**WORK ITEM:** Reproduce every line below exactly as written; do not include the images.

**DATASET:**

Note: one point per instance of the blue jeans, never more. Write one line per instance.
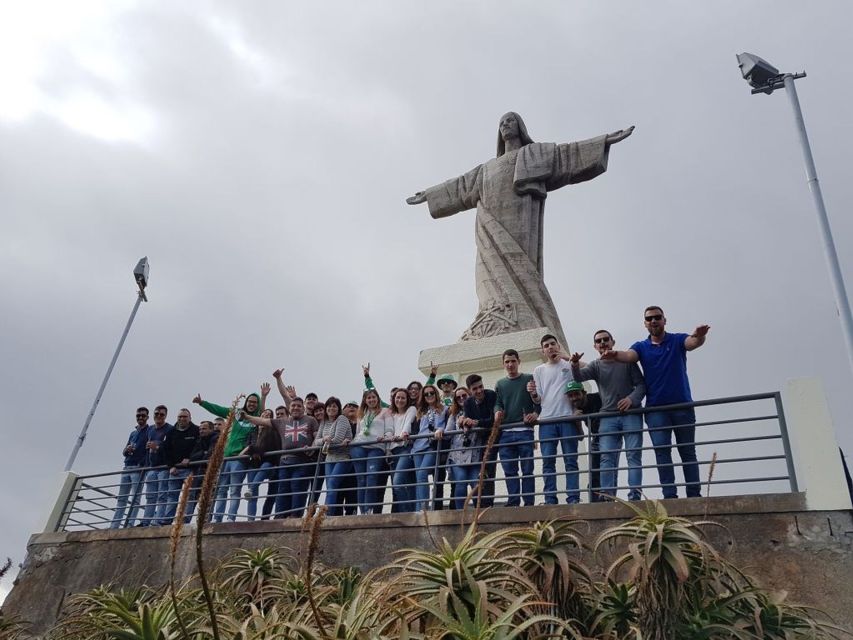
(130, 487)
(367, 462)
(516, 450)
(336, 474)
(256, 478)
(175, 484)
(611, 431)
(464, 476)
(294, 480)
(565, 435)
(403, 480)
(156, 491)
(230, 482)
(424, 466)
(662, 426)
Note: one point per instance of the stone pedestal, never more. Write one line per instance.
(484, 356)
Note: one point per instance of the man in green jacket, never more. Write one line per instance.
(234, 471)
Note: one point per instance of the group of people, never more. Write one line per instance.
(428, 433)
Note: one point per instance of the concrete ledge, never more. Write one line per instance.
(688, 507)
(771, 537)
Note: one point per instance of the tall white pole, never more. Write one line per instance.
(842, 304)
(139, 298)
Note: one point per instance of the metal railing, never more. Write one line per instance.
(741, 446)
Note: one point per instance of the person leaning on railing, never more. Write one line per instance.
(402, 418)
(622, 387)
(177, 447)
(368, 451)
(261, 442)
(296, 471)
(433, 416)
(234, 471)
(514, 405)
(663, 357)
(134, 457)
(466, 451)
(207, 437)
(334, 434)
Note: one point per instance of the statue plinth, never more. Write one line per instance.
(484, 356)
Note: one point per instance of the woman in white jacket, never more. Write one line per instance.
(367, 451)
(400, 417)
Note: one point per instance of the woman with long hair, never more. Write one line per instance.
(466, 451)
(402, 417)
(261, 441)
(367, 451)
(333, 435)
(433, 416)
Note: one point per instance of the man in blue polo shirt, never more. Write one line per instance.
(663, 357)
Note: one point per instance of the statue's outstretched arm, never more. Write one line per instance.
(619, 136)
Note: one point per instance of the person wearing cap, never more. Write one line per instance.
(584, 403)
(663, 357)
(447, 384)
(622, 387)
(548, 389)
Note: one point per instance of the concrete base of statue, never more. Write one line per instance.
(484, 356)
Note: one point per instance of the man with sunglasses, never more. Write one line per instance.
(663, 357)
(622, 387)
(156, 480)
(134, 457)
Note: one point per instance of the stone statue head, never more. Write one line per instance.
(522, 133)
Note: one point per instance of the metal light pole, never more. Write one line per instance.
(140, 273)
(765, 78)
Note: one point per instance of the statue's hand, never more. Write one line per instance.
(618, 136)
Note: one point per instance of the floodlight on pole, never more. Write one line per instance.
(765, 78)
(140, 274)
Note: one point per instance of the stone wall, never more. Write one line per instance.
(809, 554)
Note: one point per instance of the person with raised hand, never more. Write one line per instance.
(233, 471)
(663, 357)
(368, 451)
(433, 416)
(333, 435)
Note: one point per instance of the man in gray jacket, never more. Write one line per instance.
(622, 387)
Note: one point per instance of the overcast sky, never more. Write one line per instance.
(260, 153)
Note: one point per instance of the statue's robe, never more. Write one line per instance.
(509, 192)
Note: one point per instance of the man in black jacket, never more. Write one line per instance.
(585, 403)
(208, 435)
(177, 448)
(479, 411)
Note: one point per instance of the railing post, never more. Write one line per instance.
(58, 516)
(813, 438)
(786, 443)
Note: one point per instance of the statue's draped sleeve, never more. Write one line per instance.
(545, 166)
(456, 194)
(578, 162)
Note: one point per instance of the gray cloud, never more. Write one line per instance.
(269, 197)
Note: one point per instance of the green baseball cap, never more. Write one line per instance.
(446, 377)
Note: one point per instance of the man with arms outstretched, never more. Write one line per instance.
(663, 357)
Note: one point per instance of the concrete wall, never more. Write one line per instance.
(809, 554)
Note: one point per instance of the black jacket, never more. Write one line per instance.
(178, 445)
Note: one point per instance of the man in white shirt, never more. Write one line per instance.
(549, 390)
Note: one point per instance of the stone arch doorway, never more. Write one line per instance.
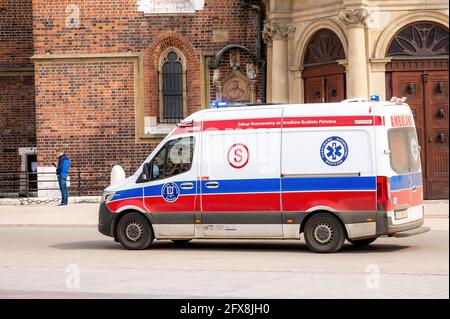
(419, 70)
(323, 78)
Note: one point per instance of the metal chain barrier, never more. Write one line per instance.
(29, 201)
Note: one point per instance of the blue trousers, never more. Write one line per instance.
(63, 187)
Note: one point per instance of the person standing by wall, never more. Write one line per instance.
(62, 171)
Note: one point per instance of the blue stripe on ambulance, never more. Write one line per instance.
(267, 185)
(399, 182)
(352, 183)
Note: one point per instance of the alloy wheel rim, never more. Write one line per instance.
(134, 231)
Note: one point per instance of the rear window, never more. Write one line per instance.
(405, 150)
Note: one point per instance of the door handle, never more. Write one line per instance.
(441, 138)
(187, 186)
(212, 185)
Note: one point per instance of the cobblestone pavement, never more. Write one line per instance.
(78, 262)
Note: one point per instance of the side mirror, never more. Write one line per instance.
(146, 172)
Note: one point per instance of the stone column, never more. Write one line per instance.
(357, 76)
(280, 73)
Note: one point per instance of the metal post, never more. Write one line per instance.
(79, 182)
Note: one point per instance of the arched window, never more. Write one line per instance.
(324, 47)
(172, 86)
(420, 39)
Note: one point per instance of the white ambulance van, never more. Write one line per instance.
(331, 172)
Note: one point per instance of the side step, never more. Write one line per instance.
(412, 232)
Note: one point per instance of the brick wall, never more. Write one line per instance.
(89, 107)
(16, 34)
(17, 112)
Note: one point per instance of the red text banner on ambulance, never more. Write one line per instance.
(288, 122)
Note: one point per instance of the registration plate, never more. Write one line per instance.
(401, 214)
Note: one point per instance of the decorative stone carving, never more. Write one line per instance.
(277, 31)
(252, 71)
(235, 59)
(236, 87)
(356, 17)
(216, 75)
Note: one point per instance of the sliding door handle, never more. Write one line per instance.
(187, 186)
(212, 185)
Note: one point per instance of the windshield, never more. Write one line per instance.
(405, 150)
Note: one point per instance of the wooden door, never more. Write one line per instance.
(427, 93)
(314, 92)
(437, 129)
(335, 88)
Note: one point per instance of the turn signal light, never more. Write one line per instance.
(383, 194)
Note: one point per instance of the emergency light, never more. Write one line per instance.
(221, 104)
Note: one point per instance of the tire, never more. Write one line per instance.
(324, 233)
(134, 232)
(181, 241)
(363, 242)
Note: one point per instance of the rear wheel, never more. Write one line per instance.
(134, 232)
(181, 241)
(362, 242)
(324, 233)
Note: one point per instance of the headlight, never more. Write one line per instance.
(107, 196)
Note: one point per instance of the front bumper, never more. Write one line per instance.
(383, 223)
(106, 220)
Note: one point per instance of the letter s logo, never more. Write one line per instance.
(238, 156)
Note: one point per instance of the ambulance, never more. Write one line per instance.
(328, 172)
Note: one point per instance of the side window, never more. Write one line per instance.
(173, 159)
(414, 149)
(405, 150)
(157, 167)
(399, 151)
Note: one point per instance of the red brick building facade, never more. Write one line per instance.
(17, 107)
(99, 88)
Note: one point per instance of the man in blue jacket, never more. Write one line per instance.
(62, 170)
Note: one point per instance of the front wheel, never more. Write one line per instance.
(362, 242)
(324, 233)
(134, 232)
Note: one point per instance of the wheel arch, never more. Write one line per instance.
(329, 211)
(128, 211)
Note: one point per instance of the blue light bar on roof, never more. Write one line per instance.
(375, 98)
(221, 104)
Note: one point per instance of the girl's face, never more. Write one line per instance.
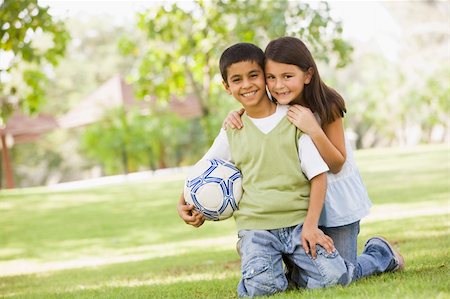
(286, 82)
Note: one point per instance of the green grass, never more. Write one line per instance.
(126, 240)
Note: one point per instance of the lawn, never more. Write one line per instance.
(126, 240)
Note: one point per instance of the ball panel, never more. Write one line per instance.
(215, 188)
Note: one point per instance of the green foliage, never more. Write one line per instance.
(30, 40)
(185, 42)
(126, 141)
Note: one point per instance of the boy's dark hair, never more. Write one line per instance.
(240, 52)
(319, 97)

**SOLUTION TO THIS PROBLEM:**
Note: one point per instance of the blue jeans, never more. Write one line per instance.
(130, 487)
(367, 462)
(516, 450)
(336, 474)
(256, 478)
(175, 484)
(611, 431)
(464, 476)
(294, 480)
(565, 435)
(403, 480)
(156, 491)
(230, 482)
(424, 466)
(662, 426)
Note: one point per instance of the stone pedestal, never more. Write one line per instance.
(484, 356)
Note: one point per instance of the man in green jacket, never more. Write one line per instance.
(234, 471)
Note: one point per instance of the group of people, never more. Write one line per instance.
(428, 433)
Note: one point per instance of the concrete ledge, never more. Write one line per instance.
(688, 507)
(771, 537)
Note: one point per instance of the tall white pole, never more. Write one line per instance.
(842, 304)
(139, 298)
Note: one point per instance of the metal railing, never more. Write one line per instance.
(741, 446)
Note: one point per instance of the person leaning on railing, never more. Write one line per instance.
(402, 418)
(622, 387)
(177, 447)
(368, 451)
(261, 442)
(296, 471)
(433, 416)
(234, 471)
(514, 405)
(663, 357)
(134, 457)
(466, 451)
(207, 437)
(334, 434)
Note: one point per instance of the statue plinth, never more. Write one line per instance.
(484, 356)
Note: one point per instance of the woman in white jacket, never more. Write one line per instance.
(367, 451)
(400, 417)
Note: one point per instance of the woman with long hair, never more. Write one line per instance.
(466, 451)
(402, 417)
(261, 441)
(367, 451)
(333, 435)
(433, 416)
Note: one point per instance of the man in blue polo shirt, never more. Write one line per instance.
(663, 357)
Note: one point per instance of the statue's outstretched arm, never more. Write one line per instance.
(619, 136)
Note: one point per instance of the person wearing cap, never more. Write one line per instance.
(584, 403)
(663, 357)
(447, 384)
(622, 387)
(548, 389)
Note: one point per instance of the concrete base of statue, never more. Write one line per instance.
(484, 356)
Note: one point per instance of the man with sunglasses, never more. Write one line per instance.
(663, 357)
(622, 387)
(156, 480)
(134, 457)
Note: one point per instance of the stone statue head, never more. Write one line per instance.
(522, 133)
Note: one point per instance of the metal light pole, never more. Write one line per instance.
(140, 273)
(765, 78)
Note: one point per instance of the statue's hand, never more. Write one line per instance.
(618, 136)
Note: one point per instance of the floodlight on pole, never more. Write one line per instance.
(765, 78)
(140, 274)
Note: one point per instance of the stone wall, never more. Write one line per instance.
(809, 554)
Note: one point per instance of the person with raised hand, never more. Write one line per instance.
(233, 471)
(663, 357)
(368, 451)
(433, 416)
(333, 435)
Note: one point per instance of the man in gray jacket, never more. Write one line per instance.
(622, 387)
Note: one point per instance of the overcast sky, never more. Write one line per instance.
(260, 153)
Note: one point per instance of the statue's robe, never more. Write one line per instance.
(509, 192)
Note: one point per instance of the man in black jacket, never more. Write one line per instance.
(585, 403)
(208, 435)
(177, 448)
(479, 411)
Note: one point per instance of the railing post, never more. Write one line per instance.
(58, 516)
(813, 438)
(786, 443)
Note: one point per instance of the statue's draped sleeve, never more. Write one line per instance.
(545, 166)
(456, 194)
(578, 162)
Note: one point per instance of the gray cloud, never more. Write one line per instance.
(269, 197)
Note: one point per instance of the green baseball cap, never more. Write one line per instance.
(446, 377)
Note: one point per instance of the man with arms outstretched, never more. Write one line per instance.
(663, 357)
Note: one point per instance of the concrete wall, never more. Write one line per instance.
(809, 554)
Note: one point per instance of the black jacket, never more. Write one line per instance.
(178, 445)
Note: one point per instance of the man in white shirt, never more. Write one line per instance.
(549, 390)
Note: one point per instance of the stone arch doorway, never more. Write one line per instance.
(419, 70)
(323, 78)
Note: one point per instance of the metal chain barrier, never more. Write one line per instance.
(29, 201)
Note: one point per instance of the blue trousers, never more. Write one line per instance.
(63, 187)
Note: one point per instance of the person standing by wall, never more. Write one line per instance.
(62, 171)
Note: one point per instance of the blue stripe on ambulance, never more. Write one line per instance.
(267, 185)
(399, 182)
(352, 183)
Note: one point per instance of the alloy wheel rim, never more. Write one line per instance.
(134, 231)
Note: one point per instance of the rear window, never more. Write one line per instance.
(405, 150)
Note: one point per instance of the door handle, never more. Write one line per instance.
(441, 138)
(187, 186)
(212, 185)
Note: one point per instance of the cobblestone pavement, never more. Write one line per instance.
(78, 262)
Note: one point per instance of the side mirror, never more. Write one line per instance.
(146, 172)
Note: one point per instance of the stone column, never more. Write one line per instance.
(357, 76)
(280, 73)
Note: one point per instance of the metal post, never more. Write one line per instance.
(79, 182)
Note: one point per instance of the arched window, never more. Write one line per instance.
(324, 47)
(172, 86)
(420, 39)
Note: one point per instance of the white ambulance van, never more. Write one line per instance.
(331, 172)
Note: one point per instance of the side step, never more. Write one line per instance.
(412, 232)
Note: one point per instance of the brick wall, never more. Write one line per instance.
(89, 107)
(16, 34)
(17, 112)
Note: one point per instance of the red text banner on ambulance, never more. Write one line per instance.
(288, 122)
Note: one point per instance of the registration plate, never more. Write one line per instance.
(401, 214)
Note: one point per instance of the decorative stone carving, never more. Write one line per instance.
(277, 31)
(252, 71)
(235, 59)
(236, 87)
(356, 17)
(216, 75)
Note: one point per instance of the sliding door handle, never more. Write one line per instance.
(187, 186)
(212, 185)
Note: one point per instance of the windshield, never more. Write one line per instance.
(405, 150)
Note: one point per instance of the wooden door, never more. Write one line per instance.
(427, 93)
(314, 92)
(437, 129)
(335, 88)
Note: one point per instance of the turn signal light, never more. Write one line per instance.
(383, 194)
Note: one point per instance of the emergency light, never more. Write one line per instance.
(221, 104)
Note: one point per instance of the tire, never more. Write one line per instance.
(324, 233)
(134, 232)
(181, 241)
(363, 242)
Note: one point per instance of the rear wheel, never more. Write one line per instance.
(134, 232)
(181, 241)
(362, 242)
(324, 233)
Note: one point per instance of the headlight, never more. Write one line per instance.
(107, 196)
Note: one point per instance of the front bumper, never more. Write one line per instance.
(383, 223)
(106, 220)
Note: one point per instance of the letter s logo, never more. Write one line per instance.
(238, 156)
Note: one point per instance of the ambulance, never more. Write one line per instance.
(328, 172)
Note: one point per instance of the side window, never more. Write one line per instance.
(173, 159)
(414, 149)
(405, 150)
(157, 167)
(399, 151)
Note: one point per instance of the red brick building facade, never more. Write one line per instance.
(17, 107)
(99, 88)
Note: one point per instance of the man in blue jacket, never more. Write one line per instance.
(62, 170)
Note: one point per instance of the front wheel, never more. Write one line per instance.
(362, 242)
(324, 233)
(134, 232)
Note: one point per instance of the wheel arch, never more. Write one line per instance.
(329, 211)
(128, 211)
Note: one point per instance of the blue light bar on roof, never more. Write one line per instance.
(375, 98)
(221, 104)
Note: one point per instance of the girl's face, never more. Write one line per instance.
(286, 82)
Note: one point per instance of the green grass, never more. Write one line per instance.
(126, 240)
Note: one point per instance of the lawn, never more. Write one line per instance.
(126, 240)
Note: one point per instance of the ball panel, never more. Write one line per instance.
(215, 188)
Note: one point per instance of the green foliage, never more. Write one line per instance.
(30, 40)
(185, 42)
(126, 141)
Note: one point per instance of the boy's dark hair, never more. Write one line per instance.
(240, 52)
(319, 97)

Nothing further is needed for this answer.